--- begin ---

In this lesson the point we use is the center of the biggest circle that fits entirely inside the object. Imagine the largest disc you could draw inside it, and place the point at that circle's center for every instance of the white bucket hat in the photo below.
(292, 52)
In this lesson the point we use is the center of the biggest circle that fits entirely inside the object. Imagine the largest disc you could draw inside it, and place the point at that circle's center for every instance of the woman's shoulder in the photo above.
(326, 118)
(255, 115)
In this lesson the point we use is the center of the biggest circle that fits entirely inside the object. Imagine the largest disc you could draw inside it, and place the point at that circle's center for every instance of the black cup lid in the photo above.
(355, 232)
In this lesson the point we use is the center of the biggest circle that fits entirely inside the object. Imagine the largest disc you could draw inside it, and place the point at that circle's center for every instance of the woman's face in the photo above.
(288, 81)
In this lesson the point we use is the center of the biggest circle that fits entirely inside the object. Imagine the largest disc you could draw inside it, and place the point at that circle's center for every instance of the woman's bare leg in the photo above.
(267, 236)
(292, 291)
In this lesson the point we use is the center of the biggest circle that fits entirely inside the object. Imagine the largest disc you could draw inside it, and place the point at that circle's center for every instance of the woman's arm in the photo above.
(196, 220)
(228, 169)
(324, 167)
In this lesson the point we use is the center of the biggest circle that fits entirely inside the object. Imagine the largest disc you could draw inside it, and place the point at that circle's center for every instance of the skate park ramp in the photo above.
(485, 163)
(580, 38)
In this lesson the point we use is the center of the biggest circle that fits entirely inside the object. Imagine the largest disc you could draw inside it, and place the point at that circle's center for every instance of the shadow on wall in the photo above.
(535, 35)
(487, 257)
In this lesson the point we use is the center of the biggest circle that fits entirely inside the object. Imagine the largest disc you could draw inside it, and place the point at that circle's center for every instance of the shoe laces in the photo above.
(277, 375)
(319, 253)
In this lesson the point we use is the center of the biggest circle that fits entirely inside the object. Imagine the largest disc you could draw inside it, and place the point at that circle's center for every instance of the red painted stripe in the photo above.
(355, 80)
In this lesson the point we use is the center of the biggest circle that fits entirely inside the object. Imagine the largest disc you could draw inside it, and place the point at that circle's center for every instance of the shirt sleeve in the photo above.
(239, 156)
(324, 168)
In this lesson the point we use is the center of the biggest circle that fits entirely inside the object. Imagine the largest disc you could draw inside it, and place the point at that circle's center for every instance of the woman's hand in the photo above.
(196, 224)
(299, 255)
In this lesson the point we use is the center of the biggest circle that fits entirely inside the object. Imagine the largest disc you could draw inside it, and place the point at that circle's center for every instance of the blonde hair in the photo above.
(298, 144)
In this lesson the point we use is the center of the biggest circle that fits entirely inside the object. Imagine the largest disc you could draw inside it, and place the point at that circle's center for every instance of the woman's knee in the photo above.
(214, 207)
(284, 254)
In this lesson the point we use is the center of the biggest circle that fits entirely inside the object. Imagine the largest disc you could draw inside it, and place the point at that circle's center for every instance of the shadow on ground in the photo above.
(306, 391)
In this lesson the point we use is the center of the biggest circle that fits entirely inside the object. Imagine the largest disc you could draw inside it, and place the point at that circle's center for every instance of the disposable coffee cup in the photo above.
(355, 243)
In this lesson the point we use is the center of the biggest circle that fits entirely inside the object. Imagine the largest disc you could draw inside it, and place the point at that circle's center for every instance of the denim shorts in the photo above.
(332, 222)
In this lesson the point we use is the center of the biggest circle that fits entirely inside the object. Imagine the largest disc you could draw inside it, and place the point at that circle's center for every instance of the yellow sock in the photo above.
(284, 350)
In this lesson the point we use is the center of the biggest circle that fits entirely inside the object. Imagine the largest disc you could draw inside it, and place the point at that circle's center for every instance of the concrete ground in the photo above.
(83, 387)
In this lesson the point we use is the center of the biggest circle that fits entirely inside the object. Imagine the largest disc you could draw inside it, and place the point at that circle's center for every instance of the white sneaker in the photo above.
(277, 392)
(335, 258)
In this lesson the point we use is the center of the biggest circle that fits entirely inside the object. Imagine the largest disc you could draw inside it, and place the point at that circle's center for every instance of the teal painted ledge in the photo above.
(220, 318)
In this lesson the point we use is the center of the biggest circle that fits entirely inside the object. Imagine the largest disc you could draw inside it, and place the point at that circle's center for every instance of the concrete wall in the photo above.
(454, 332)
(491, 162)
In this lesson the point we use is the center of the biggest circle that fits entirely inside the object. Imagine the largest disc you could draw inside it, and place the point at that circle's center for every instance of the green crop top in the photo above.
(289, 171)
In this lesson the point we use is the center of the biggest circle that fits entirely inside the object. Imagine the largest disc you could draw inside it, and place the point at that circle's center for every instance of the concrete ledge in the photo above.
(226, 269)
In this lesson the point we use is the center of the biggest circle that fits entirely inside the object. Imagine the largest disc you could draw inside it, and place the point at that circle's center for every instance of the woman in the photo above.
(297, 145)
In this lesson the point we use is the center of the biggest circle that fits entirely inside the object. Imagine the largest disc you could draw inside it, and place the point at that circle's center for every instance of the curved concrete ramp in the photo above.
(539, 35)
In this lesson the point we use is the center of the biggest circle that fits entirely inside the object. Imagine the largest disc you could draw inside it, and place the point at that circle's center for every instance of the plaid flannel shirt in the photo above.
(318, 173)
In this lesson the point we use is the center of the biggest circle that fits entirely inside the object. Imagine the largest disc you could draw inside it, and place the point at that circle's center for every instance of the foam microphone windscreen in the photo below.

--- end ---

Extract the closing run of lines, starting with the one containing "top in the photo above." and ending at the last, exactly as written.

In this lesson the point we use is the center of the biggest circle that fits entirely inside the object. Imagine the largest disc you could draw inside it, and place the point at that circle's center for every instance of the green crop top in the photo above.
(289, 171)
In this lesson the point we use is the center of the biggest circle that fits entirely inside the object. Imagine the largest disc you could draw inside it, and place the point at that circle's center for every instance of the concrete ledge in the photo above.
(226, 269)
In this lesson the point we use is the center of the biggest circle that fits entirely inside the object. Imagine the largest disc you could draw inside it, and place the point at that circle's center for every instance of the woman in the photo above.
(297, 145)
In this lesson the point we use is the center of the biggest circle that fits entirely inside the object. Imagine the largest disc you could draw inside it, and place the point at that circle's center for every instance of the curved concrete ramp in the photo above.
(539, 35)
In this lesson the point we use is the center of the biggest circle that fits entirely inside the object. Imagine the largest disc you could draw inside it, and place the point at that circle's center for every instance of the plaid flannel shirt in the photo above.
(318, 173)
In this lesson the point we use is the center of the biggest circle that fits entirely inside the object. Imagine the largest disc you could draw inside it, and place the point at that circle's center for every instance of the foam microphone windscreen in the photo below.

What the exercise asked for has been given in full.